WHAT IS REQUIRED
Reproduce all of the data below word for word, keeping every line.

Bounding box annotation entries
......
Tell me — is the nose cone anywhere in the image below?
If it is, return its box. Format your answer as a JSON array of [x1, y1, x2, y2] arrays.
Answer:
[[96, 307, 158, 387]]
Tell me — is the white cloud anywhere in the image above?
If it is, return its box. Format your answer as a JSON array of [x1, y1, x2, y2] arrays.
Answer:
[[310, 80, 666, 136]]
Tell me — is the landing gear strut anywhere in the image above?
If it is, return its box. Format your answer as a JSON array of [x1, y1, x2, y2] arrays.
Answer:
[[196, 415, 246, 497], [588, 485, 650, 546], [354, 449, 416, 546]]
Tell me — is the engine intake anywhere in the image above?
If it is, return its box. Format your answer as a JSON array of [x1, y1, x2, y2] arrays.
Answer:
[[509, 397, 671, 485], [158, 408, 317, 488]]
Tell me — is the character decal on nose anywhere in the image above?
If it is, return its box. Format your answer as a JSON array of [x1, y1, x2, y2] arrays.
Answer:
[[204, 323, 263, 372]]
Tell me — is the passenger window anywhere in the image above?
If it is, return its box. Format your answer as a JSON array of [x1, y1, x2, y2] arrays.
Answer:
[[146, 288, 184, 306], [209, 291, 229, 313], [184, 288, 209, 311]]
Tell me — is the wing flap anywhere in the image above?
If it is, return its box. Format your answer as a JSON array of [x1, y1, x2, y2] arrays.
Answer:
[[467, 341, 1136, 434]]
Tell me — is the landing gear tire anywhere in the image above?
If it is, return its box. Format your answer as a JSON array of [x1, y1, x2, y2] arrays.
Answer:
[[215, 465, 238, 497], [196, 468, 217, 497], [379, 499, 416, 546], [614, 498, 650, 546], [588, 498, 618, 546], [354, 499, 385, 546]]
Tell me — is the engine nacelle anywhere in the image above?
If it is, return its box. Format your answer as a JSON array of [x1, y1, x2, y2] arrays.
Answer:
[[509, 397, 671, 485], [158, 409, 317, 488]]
......
RIGHT ANSWER
Tell me — is the nose cone anywhere in the image below?
If it is, return its box. Format your answer as a JSON array of [x1, y1, x2, y2] arrays.
Answer:
[[96, 307, 158, 387]]
Tell me — is the white cloud anywhere in the image above?
If it is, return its box. Format your answer as a JSON array of [x1, y1, x2, y2] arrays.
Answer:
[[310, 80, 666, 136]]
Tell me — is the landing gear strut anywhere in the image above?
If it is, return its box. Format your answer as a JSON array of [x1, y1, x2, y2] arrays.
Answer:
[[196, 415, 246, 497], [588, 485, 650, 546], [354, 449, 416, 546]]
Tell me — is the engine intake anywhere in the image above?
If it is, return its box. Format your answer as a JSON array of [x1, y1, x2, y2] arrays.
Answer:
[[509, 397, 671, 485], [158, 408, 317, 488]]
Tell me — is the character decal on nose anywhere in the image above?
If it is, return its box. Format your answer as a JSON array of [x1, y1, x2, y2] arrays.
Answer:
[[204, 323, 263, 372]]
Tell me — is the passenger window anywhere in the image above?
If it is, return its box. Format your answer as a JSON array of [x1, y1, x2, y2] arrays.
Answer:
[[146, 288, 184, 306], [209, 291, 229, 313], [184, 288, 209, 311]]
Tell me — is the wing flap anywhere in the image above?
If it is, return its box. Format your answer as a JSON array of [x1, y1, x2, y2] arrays.
Answer:
[[467, 341, 1136, 434]]
Tell me — is the landing gear tire anywhere in the image above?
If it is, return its box. Format your answer as a JSON array of [x1, y1, x2, y2] arrays.
Answer:
[[215, 465, 238, 497], [196, 468, 217, 497], [379, 499, 416, 546], [614, 498, 650, 546], [588, 498, 618, 546], [354, 499, 385, 546]]
Tell me — is the engine nacelle anywhere in the image above?
If it is, return its box. Format your answer as a JSON array of [x1, y1, x2, y2] arrays.
Answer:
[[509, 397, 671, 485], [158, 409, 317, 488]]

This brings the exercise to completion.